# DATA SHOWN:
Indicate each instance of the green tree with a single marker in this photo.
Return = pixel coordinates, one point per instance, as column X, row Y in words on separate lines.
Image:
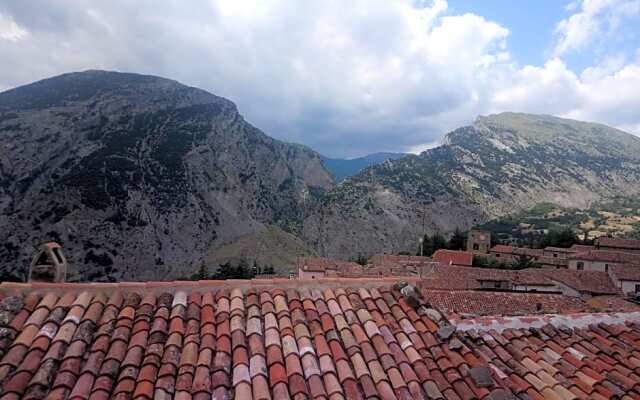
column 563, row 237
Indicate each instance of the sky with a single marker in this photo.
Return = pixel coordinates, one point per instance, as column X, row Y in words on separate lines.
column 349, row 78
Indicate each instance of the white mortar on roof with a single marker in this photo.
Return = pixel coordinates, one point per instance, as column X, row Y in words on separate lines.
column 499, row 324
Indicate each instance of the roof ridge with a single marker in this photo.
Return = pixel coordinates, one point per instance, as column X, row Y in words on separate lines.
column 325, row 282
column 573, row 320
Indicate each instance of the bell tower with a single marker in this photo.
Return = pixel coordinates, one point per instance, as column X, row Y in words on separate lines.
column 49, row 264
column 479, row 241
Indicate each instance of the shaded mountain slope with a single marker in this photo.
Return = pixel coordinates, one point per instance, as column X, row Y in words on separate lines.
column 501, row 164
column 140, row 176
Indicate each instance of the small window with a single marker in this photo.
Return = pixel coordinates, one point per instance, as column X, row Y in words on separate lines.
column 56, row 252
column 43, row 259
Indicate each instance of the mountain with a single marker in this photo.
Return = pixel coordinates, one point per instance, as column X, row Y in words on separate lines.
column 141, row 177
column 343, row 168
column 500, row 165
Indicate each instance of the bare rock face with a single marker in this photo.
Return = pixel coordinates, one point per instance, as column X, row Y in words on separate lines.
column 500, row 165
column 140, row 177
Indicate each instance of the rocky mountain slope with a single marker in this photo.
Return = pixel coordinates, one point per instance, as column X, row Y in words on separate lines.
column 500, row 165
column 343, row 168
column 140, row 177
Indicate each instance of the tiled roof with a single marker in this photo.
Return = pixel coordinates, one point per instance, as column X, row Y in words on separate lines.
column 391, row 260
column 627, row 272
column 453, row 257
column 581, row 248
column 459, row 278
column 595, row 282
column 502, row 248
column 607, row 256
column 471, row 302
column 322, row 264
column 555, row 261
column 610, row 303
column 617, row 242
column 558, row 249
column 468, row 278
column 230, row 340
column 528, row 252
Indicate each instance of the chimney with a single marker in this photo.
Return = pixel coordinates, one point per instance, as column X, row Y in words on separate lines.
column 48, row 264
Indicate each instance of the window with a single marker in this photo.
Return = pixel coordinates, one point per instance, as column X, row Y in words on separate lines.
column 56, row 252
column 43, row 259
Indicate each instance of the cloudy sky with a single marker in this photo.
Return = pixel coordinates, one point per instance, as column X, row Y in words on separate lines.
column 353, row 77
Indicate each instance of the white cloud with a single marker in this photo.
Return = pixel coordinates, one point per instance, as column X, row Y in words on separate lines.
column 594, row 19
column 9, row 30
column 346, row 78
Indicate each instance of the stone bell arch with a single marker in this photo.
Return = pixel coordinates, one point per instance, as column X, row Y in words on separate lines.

---

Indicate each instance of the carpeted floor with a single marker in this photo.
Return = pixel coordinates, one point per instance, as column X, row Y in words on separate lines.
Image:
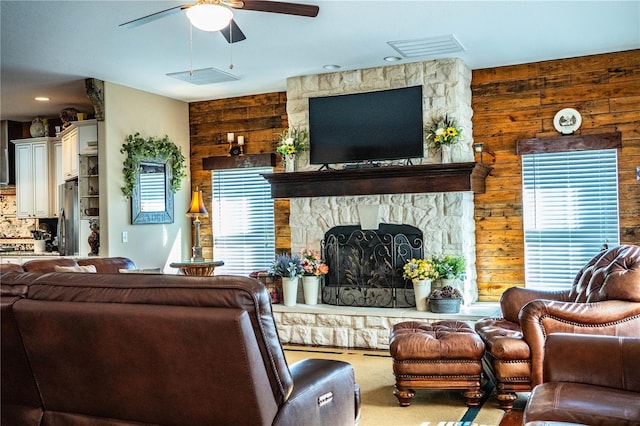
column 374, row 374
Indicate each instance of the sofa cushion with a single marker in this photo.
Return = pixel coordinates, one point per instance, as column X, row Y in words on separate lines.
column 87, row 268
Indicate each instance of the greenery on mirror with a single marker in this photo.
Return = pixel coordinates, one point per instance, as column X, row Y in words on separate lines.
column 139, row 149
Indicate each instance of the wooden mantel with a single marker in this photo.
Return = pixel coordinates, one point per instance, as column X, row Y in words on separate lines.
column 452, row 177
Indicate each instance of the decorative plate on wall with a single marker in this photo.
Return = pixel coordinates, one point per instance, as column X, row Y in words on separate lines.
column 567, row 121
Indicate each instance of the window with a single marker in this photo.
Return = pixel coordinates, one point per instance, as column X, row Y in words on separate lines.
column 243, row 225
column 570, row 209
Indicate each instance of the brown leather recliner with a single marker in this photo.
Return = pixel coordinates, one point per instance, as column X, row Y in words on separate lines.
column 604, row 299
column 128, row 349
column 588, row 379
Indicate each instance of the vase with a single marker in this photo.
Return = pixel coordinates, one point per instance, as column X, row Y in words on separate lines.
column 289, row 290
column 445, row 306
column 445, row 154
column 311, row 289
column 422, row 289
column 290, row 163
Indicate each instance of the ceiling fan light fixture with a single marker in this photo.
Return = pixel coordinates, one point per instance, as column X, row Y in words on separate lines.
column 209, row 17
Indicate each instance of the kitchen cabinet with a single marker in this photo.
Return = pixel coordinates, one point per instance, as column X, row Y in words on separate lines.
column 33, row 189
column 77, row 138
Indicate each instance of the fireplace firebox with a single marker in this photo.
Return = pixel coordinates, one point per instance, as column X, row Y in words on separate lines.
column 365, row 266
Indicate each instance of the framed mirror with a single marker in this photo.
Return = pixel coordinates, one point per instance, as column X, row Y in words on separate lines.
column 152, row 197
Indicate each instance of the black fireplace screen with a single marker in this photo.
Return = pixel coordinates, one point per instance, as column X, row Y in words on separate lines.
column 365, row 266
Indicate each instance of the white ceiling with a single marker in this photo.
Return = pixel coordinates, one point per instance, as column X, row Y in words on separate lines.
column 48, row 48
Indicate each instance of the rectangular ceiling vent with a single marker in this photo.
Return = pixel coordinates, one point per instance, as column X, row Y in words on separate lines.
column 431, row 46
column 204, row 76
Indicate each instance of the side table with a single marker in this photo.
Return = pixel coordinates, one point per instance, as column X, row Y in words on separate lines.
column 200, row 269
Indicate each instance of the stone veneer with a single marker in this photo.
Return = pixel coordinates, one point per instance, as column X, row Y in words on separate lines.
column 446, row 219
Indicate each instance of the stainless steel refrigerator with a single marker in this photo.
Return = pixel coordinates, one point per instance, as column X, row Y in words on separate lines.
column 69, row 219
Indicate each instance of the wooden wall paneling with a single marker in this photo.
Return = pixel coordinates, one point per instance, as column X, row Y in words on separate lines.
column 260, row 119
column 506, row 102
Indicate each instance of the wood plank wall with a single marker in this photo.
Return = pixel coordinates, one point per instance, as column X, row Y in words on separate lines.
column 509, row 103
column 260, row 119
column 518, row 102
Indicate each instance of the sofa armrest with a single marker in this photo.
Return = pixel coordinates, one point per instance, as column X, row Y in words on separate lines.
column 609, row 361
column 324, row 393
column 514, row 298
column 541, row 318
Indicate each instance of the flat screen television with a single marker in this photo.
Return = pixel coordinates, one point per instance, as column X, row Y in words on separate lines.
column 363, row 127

# PROBLEM STATEMENT:
Every line above in which the word "sofa" is present must be copied into the answer.

# SOLUTION TO THIS PROBLEM:
Indicate each instance of the sofa cushion with a single marker in this photo.
Indicate each instance of the sofa armrest with a single marker in this photo.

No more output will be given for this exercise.